▶ **Text provided**
=======

[Updated, 11/3/16, 11:43 a.m. See below.] Some of the world’s largest non-profit cancer treatment centers are pooling patient information to gain new insights into the disease and potentially find new treatments. Now two for-profit companies that trade in cancer data are trying the same thing.
Flatiron Health and Foundation Medicine have begun combining the health information of patients who are in both of their databases—about 20,000 people so far, the firms announced Thursday. Each company has what the other one lacks. Flatiron, based in New York, is in the medical records business and says it has signed up more than 250 cancer clinics around the country. It is privately held, has 350 employees, and has raised more than $300 million in venture capital.
Cambridge, MA-based Foundation (NASDAQ: FMI) has a tumor sequencing business. Oncologists send patients’ tumor samples to Foundation to decode their genetic signatures, which can help doctors make treatment decisions. The company has grown aggressively, with 417 employees as of January, and sustained large losses since it was founded in 2009.
Both firms also sell the data they gather, with patient identities stripped out, to drug companies and others who use it in the search for new products or when planning clinical trials. Those pharma ties are crucial for Foundation. It receives little revenue from its tests, because insurers have been slow to cover them. Only $8.7 million, or 30 percent, of its $29.4 million in revenue for the third quarter came from its testing business. The other $20.7 million came from pharma customers—and $13 million of that from its majority owner Roche, which bought a controlling stake in 2015. (Foundation executives declined to comment, citing “quiet period” regulations.)

=======

▶ **Provided records**
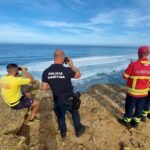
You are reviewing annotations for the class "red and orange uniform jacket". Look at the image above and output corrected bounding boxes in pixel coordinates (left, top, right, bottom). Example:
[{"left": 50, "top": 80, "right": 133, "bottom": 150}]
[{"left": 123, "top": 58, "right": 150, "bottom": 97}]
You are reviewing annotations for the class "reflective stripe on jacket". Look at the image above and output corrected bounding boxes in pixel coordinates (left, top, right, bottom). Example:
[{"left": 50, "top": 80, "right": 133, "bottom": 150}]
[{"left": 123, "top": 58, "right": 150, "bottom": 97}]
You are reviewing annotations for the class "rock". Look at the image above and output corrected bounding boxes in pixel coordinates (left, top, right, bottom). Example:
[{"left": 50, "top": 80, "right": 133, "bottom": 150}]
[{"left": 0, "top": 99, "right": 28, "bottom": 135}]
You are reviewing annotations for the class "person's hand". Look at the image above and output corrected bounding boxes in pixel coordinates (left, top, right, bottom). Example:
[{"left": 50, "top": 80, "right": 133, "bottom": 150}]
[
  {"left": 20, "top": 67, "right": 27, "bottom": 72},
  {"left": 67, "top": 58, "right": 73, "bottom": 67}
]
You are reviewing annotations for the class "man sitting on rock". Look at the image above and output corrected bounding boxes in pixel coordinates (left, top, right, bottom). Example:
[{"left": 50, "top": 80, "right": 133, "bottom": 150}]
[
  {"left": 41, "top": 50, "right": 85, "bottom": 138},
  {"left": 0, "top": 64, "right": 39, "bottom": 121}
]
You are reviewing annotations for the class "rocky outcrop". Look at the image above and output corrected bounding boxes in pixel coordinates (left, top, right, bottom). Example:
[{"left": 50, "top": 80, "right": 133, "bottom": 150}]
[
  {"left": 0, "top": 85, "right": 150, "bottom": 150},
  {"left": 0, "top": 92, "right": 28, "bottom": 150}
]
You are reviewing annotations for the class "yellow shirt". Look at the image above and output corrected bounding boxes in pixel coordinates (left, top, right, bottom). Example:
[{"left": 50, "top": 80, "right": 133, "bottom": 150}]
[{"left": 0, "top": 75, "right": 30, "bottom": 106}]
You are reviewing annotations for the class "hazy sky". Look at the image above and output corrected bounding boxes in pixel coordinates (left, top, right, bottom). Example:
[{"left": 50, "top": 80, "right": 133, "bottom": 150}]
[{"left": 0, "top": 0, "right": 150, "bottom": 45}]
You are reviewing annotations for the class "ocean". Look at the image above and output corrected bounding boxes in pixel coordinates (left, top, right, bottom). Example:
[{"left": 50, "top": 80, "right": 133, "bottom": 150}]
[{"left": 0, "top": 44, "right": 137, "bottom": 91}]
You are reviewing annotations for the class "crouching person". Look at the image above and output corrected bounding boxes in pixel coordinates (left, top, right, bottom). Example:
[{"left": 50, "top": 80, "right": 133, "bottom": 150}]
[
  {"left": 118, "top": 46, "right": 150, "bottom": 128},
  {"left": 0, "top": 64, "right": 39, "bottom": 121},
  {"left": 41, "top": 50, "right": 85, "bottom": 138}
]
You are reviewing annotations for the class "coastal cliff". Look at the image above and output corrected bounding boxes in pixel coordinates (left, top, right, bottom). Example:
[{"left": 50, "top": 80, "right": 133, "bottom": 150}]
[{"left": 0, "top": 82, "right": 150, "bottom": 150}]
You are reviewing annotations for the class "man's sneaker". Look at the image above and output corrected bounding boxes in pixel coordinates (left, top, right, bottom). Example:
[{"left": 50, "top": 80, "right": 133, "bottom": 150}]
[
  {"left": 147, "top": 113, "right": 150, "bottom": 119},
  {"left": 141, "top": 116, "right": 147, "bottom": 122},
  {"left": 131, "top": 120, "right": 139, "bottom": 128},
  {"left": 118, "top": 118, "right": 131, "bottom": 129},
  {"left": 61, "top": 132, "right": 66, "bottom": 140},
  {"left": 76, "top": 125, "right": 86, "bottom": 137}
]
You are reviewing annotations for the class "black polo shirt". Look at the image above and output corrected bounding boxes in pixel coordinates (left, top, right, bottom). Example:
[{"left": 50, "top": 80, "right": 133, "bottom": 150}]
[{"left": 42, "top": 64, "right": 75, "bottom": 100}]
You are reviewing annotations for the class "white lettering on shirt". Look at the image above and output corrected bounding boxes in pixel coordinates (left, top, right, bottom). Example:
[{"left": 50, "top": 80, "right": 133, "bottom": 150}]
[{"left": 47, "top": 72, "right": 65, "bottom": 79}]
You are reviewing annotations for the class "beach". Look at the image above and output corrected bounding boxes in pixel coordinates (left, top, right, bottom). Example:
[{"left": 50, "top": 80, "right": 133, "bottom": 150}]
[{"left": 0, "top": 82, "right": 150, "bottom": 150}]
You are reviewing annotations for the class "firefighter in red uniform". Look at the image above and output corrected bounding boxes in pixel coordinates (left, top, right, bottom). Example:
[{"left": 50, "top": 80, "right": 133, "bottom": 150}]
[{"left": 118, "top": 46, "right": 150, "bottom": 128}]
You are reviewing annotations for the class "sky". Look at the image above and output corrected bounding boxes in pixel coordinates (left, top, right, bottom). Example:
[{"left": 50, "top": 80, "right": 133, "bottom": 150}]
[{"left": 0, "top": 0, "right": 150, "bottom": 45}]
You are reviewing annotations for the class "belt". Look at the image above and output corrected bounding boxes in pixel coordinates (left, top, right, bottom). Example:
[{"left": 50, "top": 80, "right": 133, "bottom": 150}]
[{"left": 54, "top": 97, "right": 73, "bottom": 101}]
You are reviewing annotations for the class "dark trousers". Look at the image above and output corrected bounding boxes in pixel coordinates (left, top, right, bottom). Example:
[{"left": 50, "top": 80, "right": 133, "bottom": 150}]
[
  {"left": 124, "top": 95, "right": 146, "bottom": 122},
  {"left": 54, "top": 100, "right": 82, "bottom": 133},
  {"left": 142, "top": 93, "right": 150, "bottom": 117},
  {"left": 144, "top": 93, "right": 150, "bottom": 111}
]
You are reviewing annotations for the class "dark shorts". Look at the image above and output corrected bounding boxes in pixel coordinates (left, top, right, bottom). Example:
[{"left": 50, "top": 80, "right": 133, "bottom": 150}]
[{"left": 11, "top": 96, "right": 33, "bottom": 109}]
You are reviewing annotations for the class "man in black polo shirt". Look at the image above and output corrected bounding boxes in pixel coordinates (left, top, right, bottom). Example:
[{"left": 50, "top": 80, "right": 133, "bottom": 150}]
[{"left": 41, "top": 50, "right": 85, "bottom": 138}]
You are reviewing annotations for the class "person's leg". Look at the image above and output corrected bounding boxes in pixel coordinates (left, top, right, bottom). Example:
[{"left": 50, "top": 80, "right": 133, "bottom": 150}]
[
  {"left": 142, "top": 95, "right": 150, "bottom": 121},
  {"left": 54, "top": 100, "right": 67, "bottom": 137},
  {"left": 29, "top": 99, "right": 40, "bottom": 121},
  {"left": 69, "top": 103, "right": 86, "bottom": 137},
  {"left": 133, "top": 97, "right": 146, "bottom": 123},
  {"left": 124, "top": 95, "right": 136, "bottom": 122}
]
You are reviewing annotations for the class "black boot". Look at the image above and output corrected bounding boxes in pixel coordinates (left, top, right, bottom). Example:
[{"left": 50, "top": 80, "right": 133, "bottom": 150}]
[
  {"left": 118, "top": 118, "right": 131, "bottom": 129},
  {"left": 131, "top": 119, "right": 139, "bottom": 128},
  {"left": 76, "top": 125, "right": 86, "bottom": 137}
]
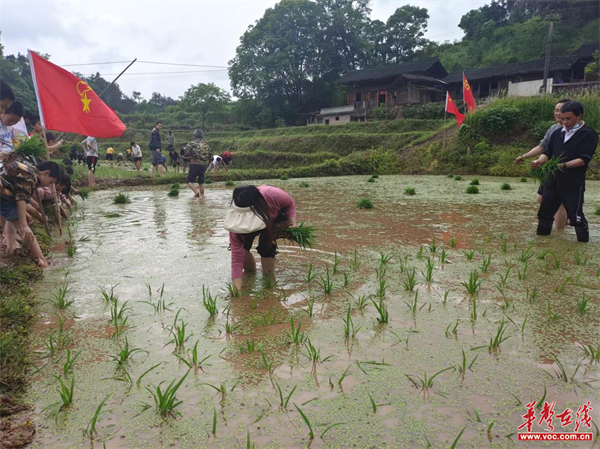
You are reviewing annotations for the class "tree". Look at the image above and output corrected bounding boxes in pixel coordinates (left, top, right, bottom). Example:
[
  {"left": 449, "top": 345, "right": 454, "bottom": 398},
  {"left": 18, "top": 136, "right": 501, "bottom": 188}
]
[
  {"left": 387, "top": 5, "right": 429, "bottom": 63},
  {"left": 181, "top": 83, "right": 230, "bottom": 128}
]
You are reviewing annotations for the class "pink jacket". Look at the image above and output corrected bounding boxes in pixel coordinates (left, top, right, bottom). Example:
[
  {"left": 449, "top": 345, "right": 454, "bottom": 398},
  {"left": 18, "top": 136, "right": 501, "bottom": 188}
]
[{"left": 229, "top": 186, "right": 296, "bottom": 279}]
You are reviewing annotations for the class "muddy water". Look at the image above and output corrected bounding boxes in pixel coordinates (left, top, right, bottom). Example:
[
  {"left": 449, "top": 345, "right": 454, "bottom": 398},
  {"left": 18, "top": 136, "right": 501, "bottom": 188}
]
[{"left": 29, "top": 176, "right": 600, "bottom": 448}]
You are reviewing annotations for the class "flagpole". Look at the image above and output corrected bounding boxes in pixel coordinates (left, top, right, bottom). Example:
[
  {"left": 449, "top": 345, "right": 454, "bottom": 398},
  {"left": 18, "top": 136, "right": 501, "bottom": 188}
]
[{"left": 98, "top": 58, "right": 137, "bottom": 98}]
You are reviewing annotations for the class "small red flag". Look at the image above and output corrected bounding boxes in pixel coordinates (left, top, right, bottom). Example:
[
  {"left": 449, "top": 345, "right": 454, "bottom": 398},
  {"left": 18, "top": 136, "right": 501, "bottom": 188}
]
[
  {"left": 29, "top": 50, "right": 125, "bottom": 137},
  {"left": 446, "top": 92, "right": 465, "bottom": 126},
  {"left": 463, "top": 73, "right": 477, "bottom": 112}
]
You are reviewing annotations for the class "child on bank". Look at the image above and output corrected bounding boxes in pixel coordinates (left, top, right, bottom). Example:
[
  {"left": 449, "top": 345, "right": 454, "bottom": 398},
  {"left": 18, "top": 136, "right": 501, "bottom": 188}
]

=======

▶ **What the task requires**
Reproduce word for word the passage of the article on cancer data that begins with the words "Flatiron Health and" and ends with the words "in venture capital.".

▶ **Answer to this task**
Flatiron Health and Foundation Medicine have begun combining the health information of patients who are in both of their databases—about 20,000 people so far, the firms announced Thursday. Each company has what the other one lacks. Flatiron, based in New York, is in the medical records business and says it has signed up more than 250 cancer clinics around the country. It is privately held, has 350 employees, and has raised more than $300 million in venture capital.